**Document section**
Data Sets Used in This Book

17 Data Sets Used in This Book

This chapter is a reference appendix for the file-backed datasets shipped with the book repository. Earlier chapters link here instead of re-describing the source each time. Synthetic datasets generated inside code chunks are not listed here; they are documented where they appear.

17.1 FRED-QD

FRED-QD is the quarterly U.S. macroeconomic database developed by McCracken and Ng (2020). A repository copy of the release used in these notes is stored at data/fred_qd_current.csv.

  • Unit of observation: calendar quarter
  • Coverage: U.S. macro-financial series, 1959Q1 onward
  • Frequency: quarterly
  • File layout: the CSV contains two metadata rows before the actual data. The first row stores factor-group identifiers and the second row stores the authors’ suggested transformation codes. The sasdate column holds the end-of-quarter date.

The chapters in the book use the subset of series listed below. Full variable documentation is available in the FRED-QD release notes.

Mnemonic Description
GDPC1 Real gross domestic product, chained dollars
CPIAUCSL Consumer price index, all urban consumers
UNRATE Civilian unemployment rate
FEDFUNDS Effective federal funds rate
GS10 10-year Treasury constant-maturity yield
TB3MS 3-month Treasury bill secondary-market rate
VIXCLSx CBOE volatility index (VIX), quarterly closing value

Figure 17.1 shows the series used in the book on a common standardized scale so that their timing can be compared across the sample. Magnitudes are not directly comparable on this scale.

Show the code
import numpy as np
import pandas as pd
import matplotlib.pyplot as plt

raw = pd.read_csv("data/fred_qd_current.csv")
fred_qd = raw.iloc[2:].copy()
fred_qd["sasdate"] = pd.to_datetime(fred_qd["sasdate"])

for column in fred_qd.columns:
    if column != "sasdate":
        fred_qd[column] = pd.to_numeric(fred_qd[column], errors="coerce")

gdp_growth = 400 * np.log(fred_qd["GDPC1"]).diff()
inflation = 400 * np.log(fred_qd["CPIAUCSL"]).diff()
term_spread = fred_qd["GS10"] - fred_qd["TB3MS"]
log_vix = np.log(fred_qd["VIXCLSx"])

plot_df = pd.DataFrame(
    {
        "date": fred_qd["sasdate"],
        "GDP growth": gdp_growth,
        "Inflation": inflation,
        "Unemployment": fred_qd["UNRATE"],
        "Fed funds": fred_qd["FEDFUNDS"],
        "Term spread": term_spread,
        "Log VIX": log_vix,
    }
).dropna()

standardized = plot_df.copy()

**Source data**
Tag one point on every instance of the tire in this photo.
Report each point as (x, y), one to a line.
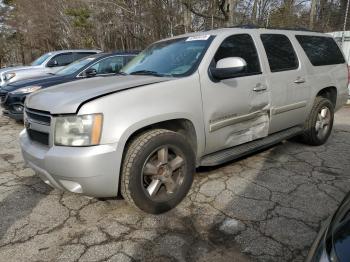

**To be done**
- 1) List every series mnemonic that appears in the table of FRED-QD series in the datasets appendix.
- 2) Repeat the datasets appendix word for word from "17.1 FRED-QD" to "FRED-QD release notes.".

**Solutions to the tasks**
- 1) GDPC1, CPIAUCSL, UNRATE, FEDFUNDS, GS10, TB3MS, VIXCLSx

- 2)
17.1 FRED-QD

FRED-QD is the quarterly U.S. macroeconomic database developed by McCracken and Ng (2020). A repository copy of the release used in these notes is stored at data/fred_qd_current.csv.

  • Unit of observation: calendar quarter
  • Coverage: U.S. macro-financial series, 1959Q1 onward
  • Frequency: quarterly
  • File layout: the CSV contains two metadata rows before the actual data. The first row stores factor-group identifiers and the second row stores the authors’ suggested transformation codes. The sasdate column holds the end-of-quarter date.

The chapters in the book use the subset of series listed below. Full variable documentation is available in the FRED-QD release notes.